_SUPPLIED TEXT_
START

Funny enough, without knowing that communism would be over, some of us were somewhat prepared. We did a lot of experimental art before the revolution. In fact, I did my first drawing on the wall in 1988. We tried to do things differently from what we saw in traditional art. At that point, we didn’t have much information from the West, so we were experimenting blindly with different ideas and media. I used photography or performance art (we called it „actions”) and the combination of the two… acting was not done for an audience but for the photo camera. I had mixed feelings about this period. On the one hand, I thought for a long time that we were some kind of cowards, who didn’t directly fight the dictatorship. On the other hand, I know now that the simple act of acting, exhibiting, meeting, and talking (while the entire society was obsessively surveilled and recorded) was the resistance. I still think I should have done more. That’s why I do what I do now… before it’s too late.
After the revolution, I was active in promoting my generation of young artists and stopping the stupid shows and exhibitions that Romania was sending abroad. A major institutional change for me was that I started working for the Ministry of Culture in 1990 (I resigned a couple of years later). The funny thing was that I did not see a conflict of interests in working for the Ministry during the day and going to protests against the government in the evening! The „new” so-called democratic regime used the working class (the miners from the Southern region of Romania) as a paramilitary force. They were brought on trains to Bucharest to crush student protests (similar to the protest in Tiananmen Square in 1989), occupy the city, and beat people to death. Anybody looking progressive, Western, with long hair and blue jeans could be attacked. I barely escaped… I was trapped in my country, marked like cattle. The human body was radical; people died on the streets for freedom. And it was cheap. We were very, very poor.
The change started after the revolution in Timisoara. In 1991, artists there initiated a three-day festival combining all the arts that the communists had forbidden, namely performance art and installation. In 1993, Ileana Pintilie started a performance festival called Zona Festival. This was the first attempt at a regional, Eastern European festival (artists from Hungary, Serbia, and Poland were invited). That year I did a tattoo piece, one of the most radical works in my career. I tattooed the name of my country on my shoulder.






Back then, there were no tattoo salons for the wider population in Romania, only sailors and criminals had tattoos. That was also the time when we started discussing questions like What is art? What is performance? There were also several other performance festivals popping up around Ana Lake in the mountains of Transylvania, or the Periferic Festival in Iasi (near the eastern border of Romania) in 1997. Periferic later became the International Biennial of Contemporary Art. It started as a fringe festival but grew increasingly bigger. It stopped after several editions because the organisers got exhausted. The big event now is Art Encounters, a good medium-sized biennial of art in Timisoara.
In the first decade after the huge political change, we were more naïve in Romania compared to other countries and artists, but that gave us the power to experiment with our ideas. We were part of this very progressive period of exhibitions and festivals. We also found ourselves in opposition to neo-orthodox artists. Suddenly, these guys were praying to Jesus… whatever religious activity the communists prohibited, these people suddenly picked that up again. At the beginning, they even accused us of being anti-Romania because our progressive art and performance pieces were different, more radical compared to the conservative work they produced.

END

_PARTS OF THE EXERCISE_
1. Decide whether each statement agrees with the passage on Romanian art, answering yes or no and quoting the words that settle it: (a) The narrator began working for the Ministry of Culture in 1990. (b) Only Romanian artists were invited to Zona Festival in 1993. (c) The Periferic Festival is still held today.
2. Write the next part of the passage on Romanian art, starting right after its final sentence.

_EXCERPTED DATA_
START

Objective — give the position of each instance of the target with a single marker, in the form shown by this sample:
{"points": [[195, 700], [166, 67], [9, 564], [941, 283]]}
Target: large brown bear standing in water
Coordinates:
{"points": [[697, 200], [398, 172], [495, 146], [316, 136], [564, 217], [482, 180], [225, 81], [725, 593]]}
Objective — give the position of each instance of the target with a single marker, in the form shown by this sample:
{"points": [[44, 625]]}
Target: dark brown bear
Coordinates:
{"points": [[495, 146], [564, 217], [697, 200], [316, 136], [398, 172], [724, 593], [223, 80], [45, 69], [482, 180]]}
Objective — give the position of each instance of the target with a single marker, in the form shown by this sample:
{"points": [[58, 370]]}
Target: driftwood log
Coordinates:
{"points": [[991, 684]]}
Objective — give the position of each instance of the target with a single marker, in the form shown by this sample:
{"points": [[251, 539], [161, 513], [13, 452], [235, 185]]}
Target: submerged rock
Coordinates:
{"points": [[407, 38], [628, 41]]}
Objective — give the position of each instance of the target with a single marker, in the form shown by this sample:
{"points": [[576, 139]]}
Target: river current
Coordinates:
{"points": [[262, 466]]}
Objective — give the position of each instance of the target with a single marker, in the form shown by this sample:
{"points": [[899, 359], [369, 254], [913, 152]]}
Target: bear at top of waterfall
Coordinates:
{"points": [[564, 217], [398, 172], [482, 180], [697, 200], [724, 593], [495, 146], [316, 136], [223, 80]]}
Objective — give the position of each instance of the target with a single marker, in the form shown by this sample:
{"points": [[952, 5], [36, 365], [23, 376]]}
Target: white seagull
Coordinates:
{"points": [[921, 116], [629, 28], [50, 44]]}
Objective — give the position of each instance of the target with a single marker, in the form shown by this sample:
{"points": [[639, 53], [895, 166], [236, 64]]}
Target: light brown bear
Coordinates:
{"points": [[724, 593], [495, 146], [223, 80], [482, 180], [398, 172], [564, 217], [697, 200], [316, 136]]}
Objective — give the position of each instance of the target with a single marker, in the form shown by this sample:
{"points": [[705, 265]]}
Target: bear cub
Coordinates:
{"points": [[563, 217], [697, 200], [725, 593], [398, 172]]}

END

_RESPONSES TO THE EXERCISE_
1.
(a) Yes: "I started working for the Ministry of Culture in 1990"
(b) No: "artists from Hungary, Serbia, and Poland were invited"
(c) No: "It stopped after several editions because the organisers got exhausted."

2.
In 1994, I got a scholarship in the US through the USIA & Mid-America Arts Alliance. I was taken around different states in the US and visited artist-run and alternative art spaces. That really opened my world. In 1995, I got the ArtsLink fellowship and a residency and project at Franklin Furnace in Tribeca, New York City. To maximise the six-week residency, I arranged with Martha Wilson, who is a well-known performance artist in the US, to start on day one and draw with a pencil on the walls of the gallery. I made a grid and drew a portrait in each square. That took me a month. The opening was on 1 December, on World AIDS Day, so we gave everyone who attended the opening an eraser and invited visitors to erase one portrait or more in the memory of friends who died. It was great, I felt powerful, because I controlled the space. Many people attended the opening, and the exhibition was featured in the magazine Art in America. That same year, I published the book Postcards from America, while the Contemporary Museum in Chicago organised an exhibition with East European artists. I was one of them, and they put my work on the cover of the catalogue. It was a big body of work entitled Athropoteque, the Library of Humans, with stacks of drawings, actually 5,000 of them, designed in a way that one could touch and flip through the work… It took me three years to complete that. Later, I sold it to the famous collector Peter Ludwig, the guy who opened the Ludwig Museums in Cologne, Aachen, and Budapest. This also showed me that things were happening.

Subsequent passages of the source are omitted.